» Task details:
Nothing but a number is wanted here: the count of lines in the data holding the word "lake".

» Data provided:
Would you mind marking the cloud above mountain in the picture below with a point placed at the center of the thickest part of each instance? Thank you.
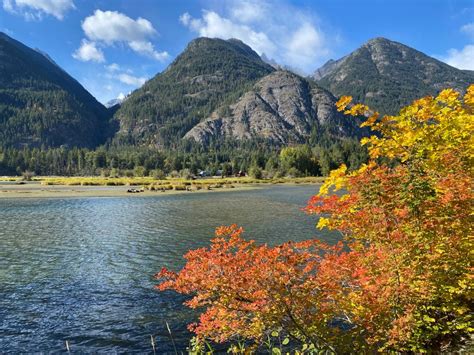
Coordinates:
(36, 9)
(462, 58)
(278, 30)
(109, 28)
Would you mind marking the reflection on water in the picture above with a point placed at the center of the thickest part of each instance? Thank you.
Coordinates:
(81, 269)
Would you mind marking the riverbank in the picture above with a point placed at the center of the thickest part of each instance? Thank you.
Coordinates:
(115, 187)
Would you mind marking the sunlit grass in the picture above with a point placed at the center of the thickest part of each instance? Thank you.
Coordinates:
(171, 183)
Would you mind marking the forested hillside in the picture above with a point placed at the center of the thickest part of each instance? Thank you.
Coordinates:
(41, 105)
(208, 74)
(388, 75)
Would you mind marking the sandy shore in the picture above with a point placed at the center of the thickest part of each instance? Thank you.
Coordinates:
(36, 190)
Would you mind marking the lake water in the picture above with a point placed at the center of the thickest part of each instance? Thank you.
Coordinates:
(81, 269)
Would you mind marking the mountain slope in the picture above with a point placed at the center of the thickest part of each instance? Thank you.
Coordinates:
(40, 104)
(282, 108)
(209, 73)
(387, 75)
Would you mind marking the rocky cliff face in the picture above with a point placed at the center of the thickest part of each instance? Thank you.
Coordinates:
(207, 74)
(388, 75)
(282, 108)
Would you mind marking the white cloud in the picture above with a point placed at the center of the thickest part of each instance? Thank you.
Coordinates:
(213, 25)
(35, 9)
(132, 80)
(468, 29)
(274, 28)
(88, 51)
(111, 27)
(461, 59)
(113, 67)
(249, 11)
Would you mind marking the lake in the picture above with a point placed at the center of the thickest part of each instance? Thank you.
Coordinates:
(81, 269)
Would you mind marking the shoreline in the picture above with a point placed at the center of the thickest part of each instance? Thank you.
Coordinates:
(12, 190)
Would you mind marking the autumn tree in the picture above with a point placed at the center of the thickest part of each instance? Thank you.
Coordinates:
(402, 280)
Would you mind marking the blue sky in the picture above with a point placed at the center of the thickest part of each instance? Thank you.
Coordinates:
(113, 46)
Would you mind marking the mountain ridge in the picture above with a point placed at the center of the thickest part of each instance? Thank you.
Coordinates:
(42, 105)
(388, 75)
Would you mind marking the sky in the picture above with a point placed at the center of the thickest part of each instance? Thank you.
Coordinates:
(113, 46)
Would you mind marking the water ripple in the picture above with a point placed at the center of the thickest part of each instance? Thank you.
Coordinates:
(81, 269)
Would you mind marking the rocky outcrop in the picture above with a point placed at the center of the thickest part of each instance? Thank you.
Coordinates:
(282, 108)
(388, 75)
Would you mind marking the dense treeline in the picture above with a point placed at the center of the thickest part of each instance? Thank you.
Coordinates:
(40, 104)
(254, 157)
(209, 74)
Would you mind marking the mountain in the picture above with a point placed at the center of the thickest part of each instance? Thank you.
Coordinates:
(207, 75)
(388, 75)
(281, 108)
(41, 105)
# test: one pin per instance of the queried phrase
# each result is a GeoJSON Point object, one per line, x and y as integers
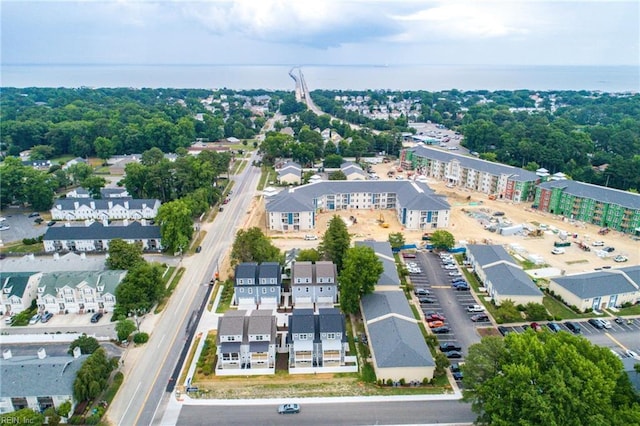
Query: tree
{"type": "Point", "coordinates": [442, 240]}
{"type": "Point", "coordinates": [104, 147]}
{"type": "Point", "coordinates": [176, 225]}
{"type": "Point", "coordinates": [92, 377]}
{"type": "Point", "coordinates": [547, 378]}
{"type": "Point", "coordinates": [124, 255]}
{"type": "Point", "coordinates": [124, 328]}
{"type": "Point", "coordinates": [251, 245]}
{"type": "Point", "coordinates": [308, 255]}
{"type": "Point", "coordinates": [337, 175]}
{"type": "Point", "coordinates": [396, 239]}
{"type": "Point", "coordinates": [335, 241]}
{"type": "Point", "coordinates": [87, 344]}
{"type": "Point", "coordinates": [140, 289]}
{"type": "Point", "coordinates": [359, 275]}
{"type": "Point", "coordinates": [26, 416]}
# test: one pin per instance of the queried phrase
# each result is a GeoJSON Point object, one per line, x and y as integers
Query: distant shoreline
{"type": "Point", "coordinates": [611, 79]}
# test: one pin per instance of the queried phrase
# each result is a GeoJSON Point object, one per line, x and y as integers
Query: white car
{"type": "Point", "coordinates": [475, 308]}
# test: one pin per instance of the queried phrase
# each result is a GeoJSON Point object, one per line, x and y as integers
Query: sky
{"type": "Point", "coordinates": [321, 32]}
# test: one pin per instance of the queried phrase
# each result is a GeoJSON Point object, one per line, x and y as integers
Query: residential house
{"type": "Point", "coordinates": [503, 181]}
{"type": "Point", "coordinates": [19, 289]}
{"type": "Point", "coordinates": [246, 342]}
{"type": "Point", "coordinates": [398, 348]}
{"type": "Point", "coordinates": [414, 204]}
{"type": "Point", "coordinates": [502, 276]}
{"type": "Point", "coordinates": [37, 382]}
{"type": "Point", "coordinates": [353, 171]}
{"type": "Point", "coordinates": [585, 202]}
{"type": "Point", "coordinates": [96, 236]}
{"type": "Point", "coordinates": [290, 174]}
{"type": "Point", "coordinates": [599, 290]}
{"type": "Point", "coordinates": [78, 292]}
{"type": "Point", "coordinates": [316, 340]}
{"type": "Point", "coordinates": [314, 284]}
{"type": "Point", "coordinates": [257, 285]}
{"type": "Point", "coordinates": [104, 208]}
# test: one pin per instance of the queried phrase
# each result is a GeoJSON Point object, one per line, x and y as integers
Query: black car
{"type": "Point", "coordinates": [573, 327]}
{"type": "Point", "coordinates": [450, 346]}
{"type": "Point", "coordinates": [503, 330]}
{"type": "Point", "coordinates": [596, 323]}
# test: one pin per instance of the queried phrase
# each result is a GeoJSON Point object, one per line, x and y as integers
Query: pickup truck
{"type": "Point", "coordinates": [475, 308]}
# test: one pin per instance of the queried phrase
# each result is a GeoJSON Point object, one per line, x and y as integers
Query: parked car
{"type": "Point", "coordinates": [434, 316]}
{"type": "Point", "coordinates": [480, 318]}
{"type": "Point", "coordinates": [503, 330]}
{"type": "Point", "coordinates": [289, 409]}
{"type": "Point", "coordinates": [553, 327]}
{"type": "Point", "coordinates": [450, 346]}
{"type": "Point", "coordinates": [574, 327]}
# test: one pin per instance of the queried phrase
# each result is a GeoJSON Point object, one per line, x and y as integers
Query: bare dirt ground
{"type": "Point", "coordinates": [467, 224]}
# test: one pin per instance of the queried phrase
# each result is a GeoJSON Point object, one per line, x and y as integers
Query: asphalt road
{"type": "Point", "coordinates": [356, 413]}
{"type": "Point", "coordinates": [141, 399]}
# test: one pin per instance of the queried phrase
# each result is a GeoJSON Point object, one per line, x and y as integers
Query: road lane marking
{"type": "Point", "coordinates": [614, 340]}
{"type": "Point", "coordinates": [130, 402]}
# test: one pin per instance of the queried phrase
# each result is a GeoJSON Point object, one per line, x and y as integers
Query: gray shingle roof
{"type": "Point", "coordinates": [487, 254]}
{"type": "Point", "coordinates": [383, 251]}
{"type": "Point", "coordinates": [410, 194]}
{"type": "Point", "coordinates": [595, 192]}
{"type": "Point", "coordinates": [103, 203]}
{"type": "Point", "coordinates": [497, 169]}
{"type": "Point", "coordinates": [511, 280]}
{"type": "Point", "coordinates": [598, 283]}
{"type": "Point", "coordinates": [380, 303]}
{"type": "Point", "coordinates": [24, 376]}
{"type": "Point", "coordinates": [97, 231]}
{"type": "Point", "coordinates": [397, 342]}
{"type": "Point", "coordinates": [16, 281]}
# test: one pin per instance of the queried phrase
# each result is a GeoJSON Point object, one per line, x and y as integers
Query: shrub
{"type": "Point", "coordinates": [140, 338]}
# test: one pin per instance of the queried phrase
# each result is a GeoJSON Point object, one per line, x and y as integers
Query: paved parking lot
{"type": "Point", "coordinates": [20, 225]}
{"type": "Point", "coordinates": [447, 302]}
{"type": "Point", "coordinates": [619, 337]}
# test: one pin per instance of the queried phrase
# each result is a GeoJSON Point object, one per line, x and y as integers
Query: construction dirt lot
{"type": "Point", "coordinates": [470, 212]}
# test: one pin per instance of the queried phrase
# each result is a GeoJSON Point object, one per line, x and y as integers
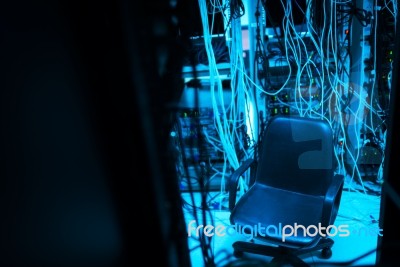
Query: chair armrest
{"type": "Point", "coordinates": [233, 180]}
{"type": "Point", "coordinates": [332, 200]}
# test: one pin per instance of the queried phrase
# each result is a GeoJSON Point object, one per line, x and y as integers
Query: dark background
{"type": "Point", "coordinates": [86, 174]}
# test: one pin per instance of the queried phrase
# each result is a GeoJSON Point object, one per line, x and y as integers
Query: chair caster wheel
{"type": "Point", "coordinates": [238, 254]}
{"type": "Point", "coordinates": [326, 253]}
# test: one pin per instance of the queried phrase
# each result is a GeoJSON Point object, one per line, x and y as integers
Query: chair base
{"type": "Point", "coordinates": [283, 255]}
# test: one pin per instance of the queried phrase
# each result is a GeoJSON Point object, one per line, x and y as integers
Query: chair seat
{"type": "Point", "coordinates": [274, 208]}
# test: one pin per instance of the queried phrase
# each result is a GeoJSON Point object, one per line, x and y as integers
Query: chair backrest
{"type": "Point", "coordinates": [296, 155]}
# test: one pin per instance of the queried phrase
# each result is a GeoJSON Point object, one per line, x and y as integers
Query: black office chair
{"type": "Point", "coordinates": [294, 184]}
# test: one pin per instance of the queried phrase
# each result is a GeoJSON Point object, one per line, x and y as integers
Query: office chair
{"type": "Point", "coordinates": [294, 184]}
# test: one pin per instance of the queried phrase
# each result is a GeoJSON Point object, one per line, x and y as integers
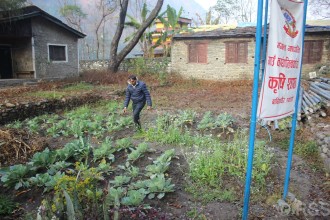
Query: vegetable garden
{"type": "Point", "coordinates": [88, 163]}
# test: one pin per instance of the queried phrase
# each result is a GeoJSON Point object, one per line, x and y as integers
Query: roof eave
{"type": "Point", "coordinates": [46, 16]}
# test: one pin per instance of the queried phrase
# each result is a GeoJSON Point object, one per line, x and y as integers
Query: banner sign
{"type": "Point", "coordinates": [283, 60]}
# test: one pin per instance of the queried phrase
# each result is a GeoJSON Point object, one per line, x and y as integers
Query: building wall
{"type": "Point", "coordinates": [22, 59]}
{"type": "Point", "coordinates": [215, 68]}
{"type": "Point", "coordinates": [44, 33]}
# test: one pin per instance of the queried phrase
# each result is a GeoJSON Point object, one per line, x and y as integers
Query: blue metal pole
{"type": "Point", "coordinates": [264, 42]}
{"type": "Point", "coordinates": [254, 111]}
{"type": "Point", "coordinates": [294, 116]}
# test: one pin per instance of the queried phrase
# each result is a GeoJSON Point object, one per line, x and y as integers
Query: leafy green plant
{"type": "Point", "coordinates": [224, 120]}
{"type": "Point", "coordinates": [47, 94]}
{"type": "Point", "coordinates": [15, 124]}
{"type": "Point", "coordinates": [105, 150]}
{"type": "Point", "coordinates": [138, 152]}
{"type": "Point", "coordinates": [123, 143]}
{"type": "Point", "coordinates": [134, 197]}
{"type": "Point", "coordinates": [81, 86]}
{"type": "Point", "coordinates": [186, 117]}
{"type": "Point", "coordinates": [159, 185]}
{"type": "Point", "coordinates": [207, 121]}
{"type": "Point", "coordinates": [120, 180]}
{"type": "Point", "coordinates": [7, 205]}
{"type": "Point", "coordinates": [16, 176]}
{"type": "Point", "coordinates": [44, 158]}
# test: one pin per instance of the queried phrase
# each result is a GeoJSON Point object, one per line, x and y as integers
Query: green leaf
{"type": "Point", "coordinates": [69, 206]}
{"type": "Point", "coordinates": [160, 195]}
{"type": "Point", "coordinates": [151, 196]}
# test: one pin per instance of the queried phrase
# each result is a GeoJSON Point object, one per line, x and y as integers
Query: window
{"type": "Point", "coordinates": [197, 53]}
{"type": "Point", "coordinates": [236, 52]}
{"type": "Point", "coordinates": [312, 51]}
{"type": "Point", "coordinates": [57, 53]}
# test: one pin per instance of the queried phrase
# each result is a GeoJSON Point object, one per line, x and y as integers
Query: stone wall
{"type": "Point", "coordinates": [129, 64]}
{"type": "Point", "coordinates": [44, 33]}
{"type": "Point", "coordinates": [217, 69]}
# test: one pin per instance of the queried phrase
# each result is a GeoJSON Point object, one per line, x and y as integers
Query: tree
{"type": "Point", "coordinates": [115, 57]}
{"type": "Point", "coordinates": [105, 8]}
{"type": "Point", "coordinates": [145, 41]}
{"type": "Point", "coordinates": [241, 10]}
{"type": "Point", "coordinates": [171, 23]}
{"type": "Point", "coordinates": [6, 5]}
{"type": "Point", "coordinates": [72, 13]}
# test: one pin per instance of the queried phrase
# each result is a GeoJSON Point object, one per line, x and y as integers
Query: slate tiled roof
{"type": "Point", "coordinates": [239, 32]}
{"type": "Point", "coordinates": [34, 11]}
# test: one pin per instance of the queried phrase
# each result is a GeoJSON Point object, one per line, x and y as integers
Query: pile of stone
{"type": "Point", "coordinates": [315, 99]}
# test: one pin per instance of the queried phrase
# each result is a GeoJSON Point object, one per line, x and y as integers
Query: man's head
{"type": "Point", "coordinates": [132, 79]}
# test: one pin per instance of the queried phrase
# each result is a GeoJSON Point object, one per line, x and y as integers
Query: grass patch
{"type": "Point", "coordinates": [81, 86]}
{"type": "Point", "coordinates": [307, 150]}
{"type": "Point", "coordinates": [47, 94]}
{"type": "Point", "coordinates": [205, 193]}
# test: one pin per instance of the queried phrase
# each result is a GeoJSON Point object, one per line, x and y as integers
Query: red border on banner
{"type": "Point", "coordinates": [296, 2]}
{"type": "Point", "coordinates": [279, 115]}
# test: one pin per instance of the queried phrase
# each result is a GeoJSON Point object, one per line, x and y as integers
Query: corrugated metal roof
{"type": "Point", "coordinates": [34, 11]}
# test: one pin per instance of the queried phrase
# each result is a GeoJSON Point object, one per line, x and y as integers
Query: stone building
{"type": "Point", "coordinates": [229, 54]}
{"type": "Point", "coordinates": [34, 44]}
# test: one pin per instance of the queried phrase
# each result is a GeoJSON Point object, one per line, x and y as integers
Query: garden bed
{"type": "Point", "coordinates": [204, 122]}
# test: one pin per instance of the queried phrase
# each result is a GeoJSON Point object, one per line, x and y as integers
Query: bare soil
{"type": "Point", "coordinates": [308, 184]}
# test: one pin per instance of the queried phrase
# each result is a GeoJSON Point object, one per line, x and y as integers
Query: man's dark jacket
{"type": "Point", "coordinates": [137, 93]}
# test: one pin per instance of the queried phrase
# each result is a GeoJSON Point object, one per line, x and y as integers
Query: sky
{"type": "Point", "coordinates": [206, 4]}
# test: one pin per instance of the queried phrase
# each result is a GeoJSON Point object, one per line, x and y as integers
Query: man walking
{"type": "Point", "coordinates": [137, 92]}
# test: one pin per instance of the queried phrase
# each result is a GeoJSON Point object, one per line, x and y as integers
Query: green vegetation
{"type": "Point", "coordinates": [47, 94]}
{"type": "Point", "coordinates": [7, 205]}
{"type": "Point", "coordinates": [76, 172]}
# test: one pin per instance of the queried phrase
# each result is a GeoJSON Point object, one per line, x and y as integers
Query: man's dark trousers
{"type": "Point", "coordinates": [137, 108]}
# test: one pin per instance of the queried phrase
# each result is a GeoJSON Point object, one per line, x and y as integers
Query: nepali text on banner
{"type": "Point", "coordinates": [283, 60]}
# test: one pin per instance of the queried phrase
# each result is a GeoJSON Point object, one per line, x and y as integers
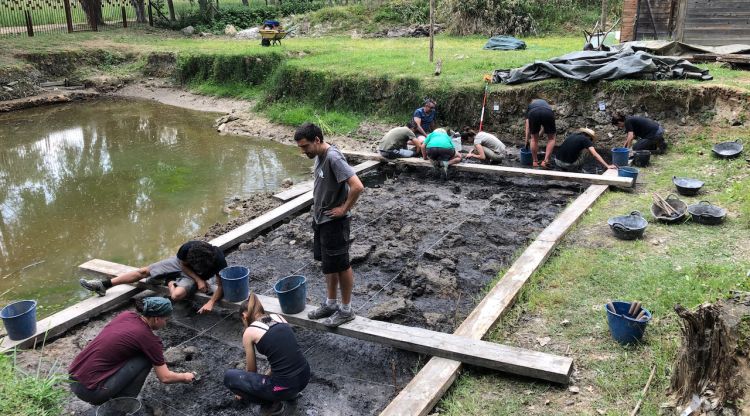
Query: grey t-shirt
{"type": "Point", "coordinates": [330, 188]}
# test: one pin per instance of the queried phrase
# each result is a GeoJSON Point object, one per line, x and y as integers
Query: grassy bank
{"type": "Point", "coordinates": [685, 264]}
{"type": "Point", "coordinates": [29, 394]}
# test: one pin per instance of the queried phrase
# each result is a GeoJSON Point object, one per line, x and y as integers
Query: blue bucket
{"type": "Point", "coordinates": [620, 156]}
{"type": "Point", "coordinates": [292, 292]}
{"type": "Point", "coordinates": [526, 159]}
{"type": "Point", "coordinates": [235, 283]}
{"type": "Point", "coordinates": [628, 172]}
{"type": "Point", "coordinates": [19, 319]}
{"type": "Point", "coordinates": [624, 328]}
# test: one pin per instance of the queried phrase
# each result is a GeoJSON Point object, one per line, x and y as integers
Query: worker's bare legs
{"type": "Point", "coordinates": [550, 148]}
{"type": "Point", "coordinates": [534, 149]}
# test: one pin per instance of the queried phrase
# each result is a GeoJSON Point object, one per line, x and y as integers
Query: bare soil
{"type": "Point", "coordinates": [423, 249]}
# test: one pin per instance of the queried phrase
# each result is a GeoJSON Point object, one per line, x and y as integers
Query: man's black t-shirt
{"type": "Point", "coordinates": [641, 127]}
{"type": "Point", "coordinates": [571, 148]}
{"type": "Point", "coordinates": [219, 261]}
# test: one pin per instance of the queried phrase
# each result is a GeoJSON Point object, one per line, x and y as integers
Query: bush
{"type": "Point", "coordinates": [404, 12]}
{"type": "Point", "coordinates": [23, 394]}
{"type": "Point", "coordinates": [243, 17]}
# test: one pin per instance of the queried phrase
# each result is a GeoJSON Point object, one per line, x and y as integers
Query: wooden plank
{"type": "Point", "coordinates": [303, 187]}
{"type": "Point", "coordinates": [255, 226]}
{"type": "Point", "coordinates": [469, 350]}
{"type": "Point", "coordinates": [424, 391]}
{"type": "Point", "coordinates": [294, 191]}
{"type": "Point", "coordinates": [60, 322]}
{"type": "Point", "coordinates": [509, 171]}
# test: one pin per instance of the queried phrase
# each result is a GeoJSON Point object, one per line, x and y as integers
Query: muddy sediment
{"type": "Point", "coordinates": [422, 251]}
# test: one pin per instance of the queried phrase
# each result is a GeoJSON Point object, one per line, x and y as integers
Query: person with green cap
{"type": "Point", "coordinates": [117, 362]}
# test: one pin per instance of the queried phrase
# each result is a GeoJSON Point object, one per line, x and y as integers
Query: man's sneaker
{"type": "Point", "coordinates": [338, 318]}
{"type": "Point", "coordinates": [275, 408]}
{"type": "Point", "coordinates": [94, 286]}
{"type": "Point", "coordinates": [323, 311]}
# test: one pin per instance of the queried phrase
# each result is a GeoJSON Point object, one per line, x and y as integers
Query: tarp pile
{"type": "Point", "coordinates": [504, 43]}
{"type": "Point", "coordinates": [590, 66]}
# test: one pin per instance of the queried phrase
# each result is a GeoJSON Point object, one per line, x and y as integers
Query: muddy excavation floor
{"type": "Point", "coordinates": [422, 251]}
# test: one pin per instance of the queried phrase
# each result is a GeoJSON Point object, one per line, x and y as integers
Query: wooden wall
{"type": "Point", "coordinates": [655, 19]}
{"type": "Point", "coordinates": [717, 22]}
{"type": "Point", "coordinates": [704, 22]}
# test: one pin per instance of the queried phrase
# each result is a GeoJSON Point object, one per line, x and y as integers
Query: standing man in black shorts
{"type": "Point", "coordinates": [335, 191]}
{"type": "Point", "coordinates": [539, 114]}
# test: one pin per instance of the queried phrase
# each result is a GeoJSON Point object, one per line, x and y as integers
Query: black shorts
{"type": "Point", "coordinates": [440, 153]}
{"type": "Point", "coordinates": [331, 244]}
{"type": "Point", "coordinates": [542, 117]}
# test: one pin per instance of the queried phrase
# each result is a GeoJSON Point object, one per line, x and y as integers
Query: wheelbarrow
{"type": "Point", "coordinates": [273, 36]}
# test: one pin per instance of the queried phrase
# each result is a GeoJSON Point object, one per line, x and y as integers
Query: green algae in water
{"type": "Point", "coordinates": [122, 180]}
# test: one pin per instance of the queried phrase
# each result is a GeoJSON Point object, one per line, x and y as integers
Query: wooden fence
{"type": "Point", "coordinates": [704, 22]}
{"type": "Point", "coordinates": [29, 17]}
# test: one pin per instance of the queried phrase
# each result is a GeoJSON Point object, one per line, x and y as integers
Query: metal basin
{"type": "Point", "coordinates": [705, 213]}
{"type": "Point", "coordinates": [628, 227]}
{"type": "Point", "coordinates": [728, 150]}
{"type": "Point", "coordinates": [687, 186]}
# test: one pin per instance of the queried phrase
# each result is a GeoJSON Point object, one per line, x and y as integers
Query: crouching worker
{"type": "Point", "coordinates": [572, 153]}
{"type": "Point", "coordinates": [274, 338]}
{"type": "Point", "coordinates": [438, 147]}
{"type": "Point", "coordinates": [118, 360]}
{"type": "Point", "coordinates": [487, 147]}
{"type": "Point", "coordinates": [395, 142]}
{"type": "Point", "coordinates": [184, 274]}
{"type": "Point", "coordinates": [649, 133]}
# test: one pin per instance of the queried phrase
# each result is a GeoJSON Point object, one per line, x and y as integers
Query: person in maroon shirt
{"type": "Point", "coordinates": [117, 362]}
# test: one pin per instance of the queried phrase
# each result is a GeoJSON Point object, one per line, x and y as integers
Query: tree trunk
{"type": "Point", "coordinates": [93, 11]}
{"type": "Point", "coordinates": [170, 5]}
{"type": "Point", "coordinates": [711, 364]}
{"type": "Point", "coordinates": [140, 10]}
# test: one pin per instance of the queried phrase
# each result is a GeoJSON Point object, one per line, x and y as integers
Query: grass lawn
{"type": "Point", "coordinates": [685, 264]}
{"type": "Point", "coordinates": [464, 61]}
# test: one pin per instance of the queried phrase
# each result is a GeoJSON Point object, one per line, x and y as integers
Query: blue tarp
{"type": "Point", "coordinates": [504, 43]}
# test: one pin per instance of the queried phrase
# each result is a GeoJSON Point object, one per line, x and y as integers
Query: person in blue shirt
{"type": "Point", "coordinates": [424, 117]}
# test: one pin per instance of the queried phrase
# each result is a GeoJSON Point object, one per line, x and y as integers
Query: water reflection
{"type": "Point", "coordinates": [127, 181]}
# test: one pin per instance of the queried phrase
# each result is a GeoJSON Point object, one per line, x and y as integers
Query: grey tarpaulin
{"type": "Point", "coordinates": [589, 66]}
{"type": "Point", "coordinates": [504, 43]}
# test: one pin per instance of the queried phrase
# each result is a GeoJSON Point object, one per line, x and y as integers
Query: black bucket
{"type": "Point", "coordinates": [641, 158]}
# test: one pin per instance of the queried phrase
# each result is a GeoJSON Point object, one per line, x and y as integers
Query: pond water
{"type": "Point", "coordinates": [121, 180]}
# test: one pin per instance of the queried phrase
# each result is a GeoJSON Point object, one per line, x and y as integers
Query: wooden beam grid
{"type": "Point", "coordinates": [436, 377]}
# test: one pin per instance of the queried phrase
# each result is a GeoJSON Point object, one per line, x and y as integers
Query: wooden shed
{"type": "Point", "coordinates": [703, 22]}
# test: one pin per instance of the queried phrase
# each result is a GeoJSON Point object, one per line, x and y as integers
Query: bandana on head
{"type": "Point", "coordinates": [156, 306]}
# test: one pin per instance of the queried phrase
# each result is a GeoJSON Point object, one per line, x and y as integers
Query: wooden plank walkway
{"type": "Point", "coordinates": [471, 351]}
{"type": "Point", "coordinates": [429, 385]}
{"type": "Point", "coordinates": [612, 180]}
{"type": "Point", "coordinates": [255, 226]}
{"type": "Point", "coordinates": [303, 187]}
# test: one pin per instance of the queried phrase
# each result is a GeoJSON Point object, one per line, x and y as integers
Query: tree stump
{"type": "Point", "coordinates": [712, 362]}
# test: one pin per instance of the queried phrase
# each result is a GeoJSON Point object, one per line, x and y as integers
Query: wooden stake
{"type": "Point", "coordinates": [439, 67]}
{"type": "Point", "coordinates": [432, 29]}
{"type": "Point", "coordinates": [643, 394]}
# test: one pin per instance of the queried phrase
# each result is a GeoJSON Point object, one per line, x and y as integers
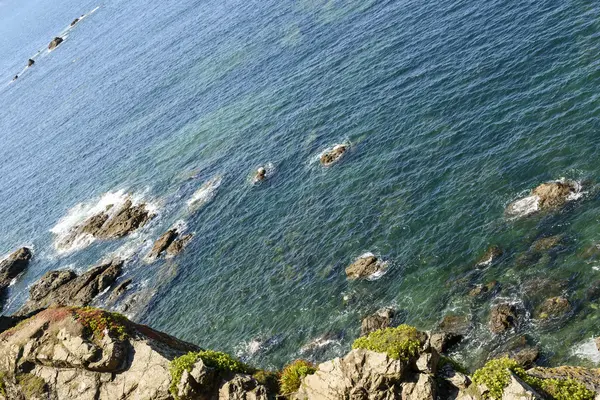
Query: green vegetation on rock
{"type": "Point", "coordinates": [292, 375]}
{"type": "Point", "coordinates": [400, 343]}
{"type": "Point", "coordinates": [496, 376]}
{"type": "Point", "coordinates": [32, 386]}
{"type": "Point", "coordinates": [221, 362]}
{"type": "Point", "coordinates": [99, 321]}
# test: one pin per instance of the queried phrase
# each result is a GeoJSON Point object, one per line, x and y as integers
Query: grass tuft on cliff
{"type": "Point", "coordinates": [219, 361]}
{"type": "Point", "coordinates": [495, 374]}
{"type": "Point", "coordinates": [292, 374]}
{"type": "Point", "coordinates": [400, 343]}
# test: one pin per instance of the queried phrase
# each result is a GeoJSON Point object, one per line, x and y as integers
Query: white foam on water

» Solution to this task:
2